* Exercise description
In all of the material that follows, replace "integer" with "whole-number" and keep everything else the same. Leave the pictures out of your answer.

* Position annotation records
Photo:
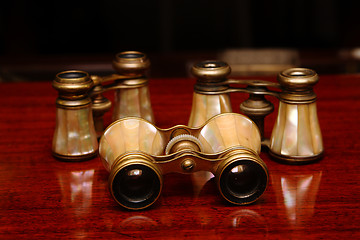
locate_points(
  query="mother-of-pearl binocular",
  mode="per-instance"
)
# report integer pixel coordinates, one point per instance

* Answer for the task
Photo:
locate_points(
  query="mother-of-pearl binocular",
  mode="per-instance"
)
# report whole-number pixel coordinates, one point per instance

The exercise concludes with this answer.